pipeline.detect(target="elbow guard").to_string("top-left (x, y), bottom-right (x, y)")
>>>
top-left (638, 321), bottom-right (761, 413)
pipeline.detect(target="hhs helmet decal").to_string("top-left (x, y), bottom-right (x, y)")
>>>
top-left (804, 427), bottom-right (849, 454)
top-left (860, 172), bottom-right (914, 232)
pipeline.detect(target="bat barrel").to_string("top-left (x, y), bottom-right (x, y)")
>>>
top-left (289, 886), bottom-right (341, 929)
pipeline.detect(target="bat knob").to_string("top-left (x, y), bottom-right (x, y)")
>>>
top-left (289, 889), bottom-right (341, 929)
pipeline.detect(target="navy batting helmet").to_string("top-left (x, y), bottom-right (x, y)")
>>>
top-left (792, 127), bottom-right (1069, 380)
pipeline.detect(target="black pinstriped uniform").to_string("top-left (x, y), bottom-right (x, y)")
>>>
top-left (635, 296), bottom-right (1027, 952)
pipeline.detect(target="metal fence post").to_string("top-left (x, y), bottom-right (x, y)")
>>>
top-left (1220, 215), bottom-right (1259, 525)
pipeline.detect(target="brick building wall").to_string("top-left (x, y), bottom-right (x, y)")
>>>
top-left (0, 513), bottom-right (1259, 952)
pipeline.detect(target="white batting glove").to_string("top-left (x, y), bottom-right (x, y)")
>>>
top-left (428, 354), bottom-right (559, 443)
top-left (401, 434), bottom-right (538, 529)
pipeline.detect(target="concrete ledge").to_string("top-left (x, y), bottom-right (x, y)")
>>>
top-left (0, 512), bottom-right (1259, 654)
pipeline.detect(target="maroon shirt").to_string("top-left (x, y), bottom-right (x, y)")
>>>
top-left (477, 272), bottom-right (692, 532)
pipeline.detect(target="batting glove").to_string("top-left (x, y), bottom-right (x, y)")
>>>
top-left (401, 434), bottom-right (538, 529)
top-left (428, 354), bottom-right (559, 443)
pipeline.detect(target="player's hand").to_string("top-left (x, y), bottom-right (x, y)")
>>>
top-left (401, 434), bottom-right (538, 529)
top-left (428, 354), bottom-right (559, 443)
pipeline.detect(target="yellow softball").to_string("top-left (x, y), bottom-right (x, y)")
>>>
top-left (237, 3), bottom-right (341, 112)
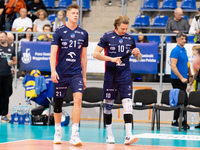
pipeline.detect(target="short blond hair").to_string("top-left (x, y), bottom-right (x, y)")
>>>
top-left (192, 45), bottom-right (200, 54)
top-left (113, 15), bottom-right (130, 29)
top-left (37, 9), bottom-right (47, 19)
top-left (66, 4), bottom-right (79, 12)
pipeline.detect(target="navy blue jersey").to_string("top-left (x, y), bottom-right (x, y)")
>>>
top-left (51, 25), bottom-right (88, 75)
top-left (98, 31), bottom-right (136, 81)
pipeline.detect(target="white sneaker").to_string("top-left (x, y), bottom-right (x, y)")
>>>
top-left (69, 132), bottom-right (83, 146)
top-left (124, 135), bottom-right (138, 145)
top-left (53, 133), bottom-right (62, 144)
top-left (106, 134), bottom-right (115, 144)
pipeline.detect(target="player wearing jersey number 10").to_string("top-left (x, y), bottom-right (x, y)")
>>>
top-left (50, 4), bottom-right (88, 145)
top-left (93, 15), bottom-right (142, 145)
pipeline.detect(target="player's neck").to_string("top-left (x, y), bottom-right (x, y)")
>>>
top-left (0, 42), bottom-right (8, 47)
top-left (66, 21), bottom-right (77, 30)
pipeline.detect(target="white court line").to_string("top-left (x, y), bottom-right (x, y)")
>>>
top-left (135, 133), bottom-right (200, 141)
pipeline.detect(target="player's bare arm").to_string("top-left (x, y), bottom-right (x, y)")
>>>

========================================================================

Written task:
Put every line of the records above into a Markdown table with the columns Row and Line, numbering the rows and skipping blank lines. Leave the pictures out of the table.

Result for this exercise:
| Row | Line |
|---|---|
| 1 | pipeline.detect(target="elbow guard").to_string("top-left (x, y), bottom-right (x, y)") |
| 2 | >>> |
| 3 | top-left (638, 321), bottom-right (761, 413) |
| 4 | pipeline.detect(target="hhs helmet decal").to_string("top-left (x, y), bottom-right (x, y)") |
| 5 | >>> |
| 6 | top-left (804, 427), bottom-right (849, 454) |
| 7 | top-left (860, 172), bottom-right (914, 232) |
| 8 | pipeline.detect(target="bat barrel").to_string("top-left (x, y), bottom-right (x, y)") |
| 9 | >>> |
| 10 | top-left (289, 886), bottom-right (341, 929) |
| 11 | pipeline.detect(target="bat knob").to_string("top-left (x, y), bottom-right (x, y)") |
| 12 | >>> |
| 13 | top-left (289, 889), bottom-right (341, 929) |
| 14 | pipeline.detect(target="navy batting helmet").to_string("top-left (x, y), bottom-right (x, y)") |
| 15 | >>> |
| 16 | top-left (792, 127), bottom-right (1069, 380) |
| 17 | pipeline.detect(target="black pinstriped uniform").to_string("top-left (x, y), bottom-right (x, y)") |
| 18 | >>> |
| 19 | top-left (635, 296), bottom-right (1027, 952) |
| 20 | pipeline.detect(target="metal fence post").to_string("top-left (x, y), bottom-right (x, y)") |
| 21 | >>> |
| 22 | top-left (1220, 215), bottom-right (1259, 525) |
| 23 | pipeline.detect(target="brick building wall").to_string("top-left (x, y), bottom-right (x, y)") |
| 24 | >>> |
| 25 | top-left (0, 513), bottom-right (1259, 952) |
| 26 | pipeline.detect(target="white batting glove").to_string("top-left (x, y), bottom-right (x, y)") |
| 27 | >>> |
| 28 | top-left (428, 354), bottom-right (559, 443) |
| 29 | top-left (401, 434), bottom-right (538, 529) |
| 30 | pipeline.detect(target="concrete ledge").to_string("top-left (x, y), bottom-right (x, y)") |
| 31 | >>> |
| 32 | top-left (0, 512), bottom-right (1259, 654) |
| 33 | pipeline.detect(target="maroon shirt").to_string("top-left (x, y), bottom-right (x, y)") |
| 34 | >>> |
| 35 | top-left (477, 272), bottom-right (692, 532) |
| 36 | pipeline.detect(target="batting glove").to_string("top-left (x, y), bottom-right (x, y)") |
| 37 | >>> |
| 38 | top-left (401, 434), bottom-right (538, 529) |
| 39 | top-left (428, 354), bottom-right (559, 443) |
| 40 | pipeline.detect(target="player's hand").to_string("top-left (x, y), bottom-right (x, y)") |
| 41 | >>> |
| 42 | top-left (401, 434), bottom-right (538, 529) |
| 43 | top-left (428, 354), bottom-right (559, 443) |
| 44 | pipeline.detect(target="yellow softball").to_string("top-left (x, y), bottom-right (x, y)") |
| 45 | >>> |
| 46 | top-left (237, 3), bottom-right (341, 112) |
| 47 | pipeline.detect(target="short blond hair").to_string("top-left (x, y), bottom-right (x, y)") |
| 48 | >>> |
| 49 | top-left (192, 45), bottom-right (200, 54) |
| 50 | top-left (113, 15), bottom-right (130, 29) |
| 51 | top-left (37, 9), bottom-right (47, 19) |
| 52 | top-left (66, 4), bottom-right (79, 12) |
| 53 | pipeline.detect(target="navy blue jersey").to_string("top-left (x, y), bottom-right (x, y)") |
| 54 | >>> |
| 55 | top-left (51, 25), bottom-right (88, 75) |
| 56 | top-left (98, 31), bottom-right (136, 81) |
| 57 | pipeline.detect(target="white sneaker").to_string("top-left (x, y), bottom-right (x, y)") |
| 58 | >>> |
| 59 | top-left (69, 132), bottom-right (83, 146) |
| 60 | top-left (124, 135), bottom-right (138, 145) |
| 61 | top-left (53, 133), bottom-right (62, 144) |
| 62 | top-left (106, 134), bottom-right (115, 144) |
| 63 | pipeline.detect(target="player wearing jersey number 10").to_string("top-left (x, y), bottom-right (x, y)") |
| 64 | >>> |
| 65 | top-left (50, 4), bottom-right (88, 145) |
| 66 | top-left (93, 15), bottom-right (142, 145) |
| 67 | pipeline.detect(target="player's neck").to_string("top-left (x, y), bottom-right (x, y)") |
| 68 | >>> |
| 69 | top-left (0, 42), bottom-right (8, 47) |
| 70 | top-left (66, 21), bottom-right (77, 30) |
| 71 | pipeline.detect(target="white court line").to_string("top-left (x, y), bottom-right (x, y)") |
| 72 | >>> |
| 73 | top-left (135, 133), bottom-right (200, 141) |
| 74 | pipeline.detect(target="player's bare arm").to_string("top-left (x, y), bottom-right (x, y)") |
| 75 | >>> |